Can you output the material exactly as written, minus any pictures it holds?

Start Data provided

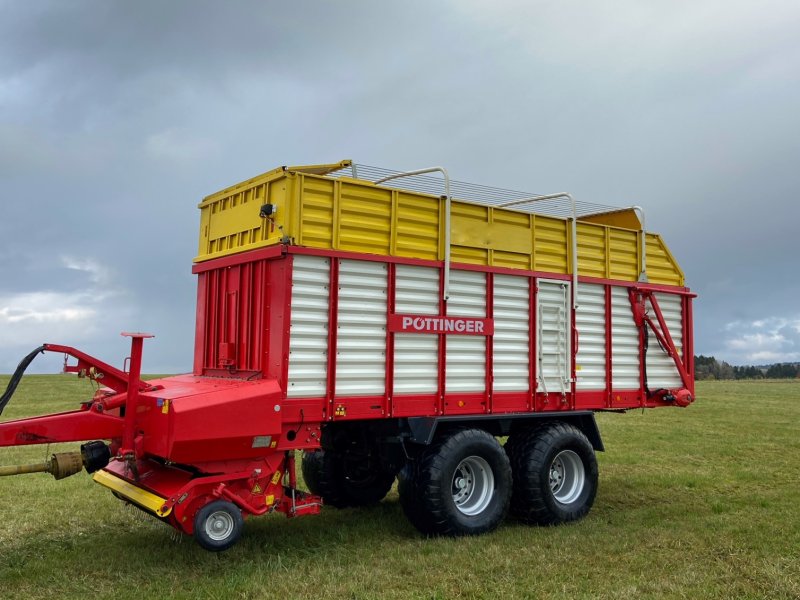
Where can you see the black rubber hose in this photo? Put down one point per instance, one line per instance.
(15, 378)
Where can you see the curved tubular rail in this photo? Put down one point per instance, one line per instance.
(447, 203)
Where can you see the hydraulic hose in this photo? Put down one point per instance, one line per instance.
(15, 378)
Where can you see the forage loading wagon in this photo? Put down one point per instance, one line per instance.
(388, 325)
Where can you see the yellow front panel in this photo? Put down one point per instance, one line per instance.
(661, 266)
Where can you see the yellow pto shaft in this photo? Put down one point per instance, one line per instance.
(59, 466)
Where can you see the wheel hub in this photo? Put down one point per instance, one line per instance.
(219, 525)
(473, 485)
(567, 477)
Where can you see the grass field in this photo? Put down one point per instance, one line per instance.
(701, 502)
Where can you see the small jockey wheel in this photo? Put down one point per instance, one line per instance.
(218, 525)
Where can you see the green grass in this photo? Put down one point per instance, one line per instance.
(701, 502)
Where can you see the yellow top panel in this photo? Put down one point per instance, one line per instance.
(355, 215)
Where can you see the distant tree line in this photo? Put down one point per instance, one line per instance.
(708, 367)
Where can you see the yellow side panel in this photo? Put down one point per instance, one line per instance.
(623, 259)
(661, 266)
(358, 216)
(550, 243)
(472, 256)
(415, 232)
(591, 250)
(511, 260)
(316, 212)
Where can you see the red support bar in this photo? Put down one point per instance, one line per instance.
(666, 339)
(609, 346)
(391, 275)
(533, 350)
(103, 373)
(489, 386)
(73, 426)
(137, 342)
(333, 319)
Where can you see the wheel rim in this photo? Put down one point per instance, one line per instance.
(567, 477)
(219, 525)
(473, 485)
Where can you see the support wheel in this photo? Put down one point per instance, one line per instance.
(218, 525)
(555, 474)
(345, 479)
(460, 485)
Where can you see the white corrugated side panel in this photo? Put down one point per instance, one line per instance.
(511, 342)
(553, 339)
(361, 328)
(661, 369)
(416, 356)
(590, 320)
(466, 354)
(308, 341)
(624, 342)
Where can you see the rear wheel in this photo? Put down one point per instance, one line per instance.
(218, 525)
(555, 474)
(460, 485)
(344, 479)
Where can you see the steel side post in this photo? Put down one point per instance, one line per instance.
(137, 342)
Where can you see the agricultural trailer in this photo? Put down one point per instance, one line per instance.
(388, 325)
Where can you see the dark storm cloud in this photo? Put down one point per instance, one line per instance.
(117, 117)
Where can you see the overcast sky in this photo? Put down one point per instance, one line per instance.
(116, 118)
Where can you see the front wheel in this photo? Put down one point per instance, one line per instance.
(555, 474)
(218, 525)
(460, 485)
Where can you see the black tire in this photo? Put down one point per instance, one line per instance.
(459, 485)
(555, 474)
(343, 480)
(218, 525)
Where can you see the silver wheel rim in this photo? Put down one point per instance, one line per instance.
(473, 485)
(219, 525)
(567, 477)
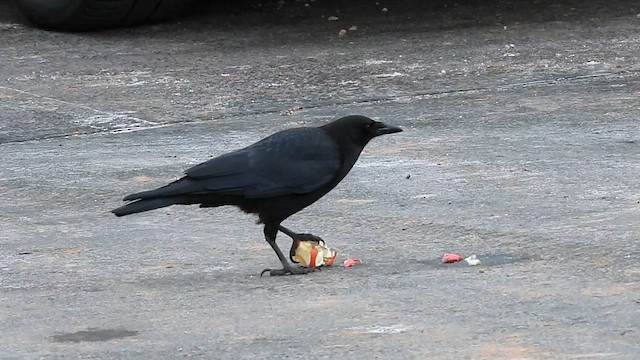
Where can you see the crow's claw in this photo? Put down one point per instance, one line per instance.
(288, 271)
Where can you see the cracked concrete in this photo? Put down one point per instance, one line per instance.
(520, 145)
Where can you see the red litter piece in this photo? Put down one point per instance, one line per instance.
(451, 258)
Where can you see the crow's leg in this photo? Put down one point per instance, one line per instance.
(296, 238)
(270, 233)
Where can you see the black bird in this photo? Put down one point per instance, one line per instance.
(273, 178)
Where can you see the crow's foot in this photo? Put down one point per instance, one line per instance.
(289, 270)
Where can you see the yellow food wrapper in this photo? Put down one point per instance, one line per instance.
(313, 254)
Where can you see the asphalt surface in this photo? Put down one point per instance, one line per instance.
(521, 145)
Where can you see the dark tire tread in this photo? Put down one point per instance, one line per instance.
(84, 15)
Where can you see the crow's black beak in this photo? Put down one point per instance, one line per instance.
(386, 129)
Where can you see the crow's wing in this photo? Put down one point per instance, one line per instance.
(294, 161)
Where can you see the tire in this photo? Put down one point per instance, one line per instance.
(83, 15)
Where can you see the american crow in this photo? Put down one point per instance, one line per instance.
(273, 178)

End Data provided

§ **Expected answer**
Where can you see the black rubber hose in this photo? Put down one point per instance, one line per instance.
(15, 378)
Where can you see the curved tubular rail in this photo? Put down one point per instance, one line per instance.
(447, 203)
Where can you see the hydraulic hose in this photo? Put down one point per instance, one line per instance.
(15, 378)
Where can you see the forage loading wagon in this photo? Put down one point per instance, one line per instance.
(388, 325)
Where can you see the yellow front panel in this photo? Put down one point per instance, one line per instance.
(661, 266)
Where can you see the yellow pto shaft in this photo? Put down one point per instance, one line per instance.
(59, 466)
Where can you see the wheel hub in this photo? Put down one point per instance, one line per instance.
(219, 525)
(473, 485)
(567, 477)
Where can you see the grass field in this photo? Put down one point per instance, one line per instance.
(701, 502)
Where can you see the small jockey wheel in this photo? Put down one point per instance, one line per instance.
(218, 525)
Where can you see the green grass in this photo? Put down one point per instance, one line per instance.
(701, 502)
Where can you see the yellow top panel in this photo? Put down one point per instance, one line per instance.
(355, 215)
Where can you see the distant tree line in this photo? Put down one point per instance, one line per instance.
(708, 367)
Where can you see the yellow side panel in this photo? Put down one point per instance, one line per instance.
(623, 259)
(661, 266)
(358, 216)
(550, 243)
(472, 256)
(415, 232)
(591, 250)
(511, 260)
(316, 212)
Where can you see the red support bar in this photo? Put down one point per instance, one line per instance.
(666, 339)
(609, 346)
(391, 275)
(533, 350)
(103, 373)
(489, 386)
(73, 426)
(137, 342)
(333, 319)
Where can you see the wheel rim in this photo? Put down one point per instance, one line per instance.
(567, 477)
(219, 525)
(473, 485)
Where can you see the support wheel in this photo? Put down one point per instance, one line per instance.
(218, 525)
(555, 474)
(345, 479)
(460, 485)
Where can you see the white corrugated side panel in this photo? Put down one point per instance, one line per instance.
(511, 342)
(553, 339)
(361, 328)
(661, 369)
(416, 356)
(590, 320)
(466, 354)
(308, 341)
(624, 342)
Where can you see the rear wheel in this photo? Put down one point per instance, one line per instance.
(218, 525)
(555, 474)
(460, 485)
(344, 479)
Where can you see the steel side post in this photo? Put down one point per instance, one line per instance.
(137, 342)
Where can you see the agricultural trailer in this photo? Put down one point per instance, one line per instance.
(388, 325)
Where can you see the dark storm cloud in this photo? Put down one point per instance, one line per instance.
(117, 117)
Where can you see the overcast sky in this photo? Put down one point per instance, one line per instance.
(116, 118)
Where can you see the front wheel in this photo? Put down one point per instance, one line per instance.
(555, 474)
(218, 525)
(460, 485)
Where can you see the black tire in this photo? Put down one point per instance, one line per instance.
(459, 485)
(555, 474)
(343, 480)
(218, 525)
Where can you see the silver wheel rim in this photo? Put down one point per instance, one line per instance.
(473, 485)
(219, 525)
(567, 477)
Where can you see the crow's claw in this photo? Put down one point per instance, one line per instance.
(288, 271)
Where can you see the cracked concrete in this photo? Put down one point per instance, one line per instance.
(520, 145)
Where can you see the red litter piece in this photo? Put down one point per instance, one line per instance.
(451, 258)
Where can you see the crow's leg in this photo? Put down one point per instance, one line per instance.
(296, 238)
(270, 233)
Where can you see the black bird in this photo? Put down one point per instance, one line per instance.
(273, 178)
Where can you see the crow's foot in this photo? Put down one point per instance, one line per instance.
(289, 270)
Where can you see the yellow food wrapper in this photo? Put down one point per instance, one line per instance.
(313, 254)
Where can you see the asphalt surface in this photo? Put down one point per instance, one line per instance.
(521, 145)
Where can you see the dark tire tread in this photo? Put down one point per instance, one line per instance.
(84, 15)
Where can you see the crow's black beak in this photo? Put down one point per instance, one line per instance.
(386, 129)
Where can you see the crow's wing in this photo? Put down one point per instance, one line per instance.
(294, 161)
Where can you see the tire in this photo? Put down one point per instance, one line per instance.
(83, 15)
Where can you see the american crow in this photo? Put down one point per instance, one line per instance.
(273, 178)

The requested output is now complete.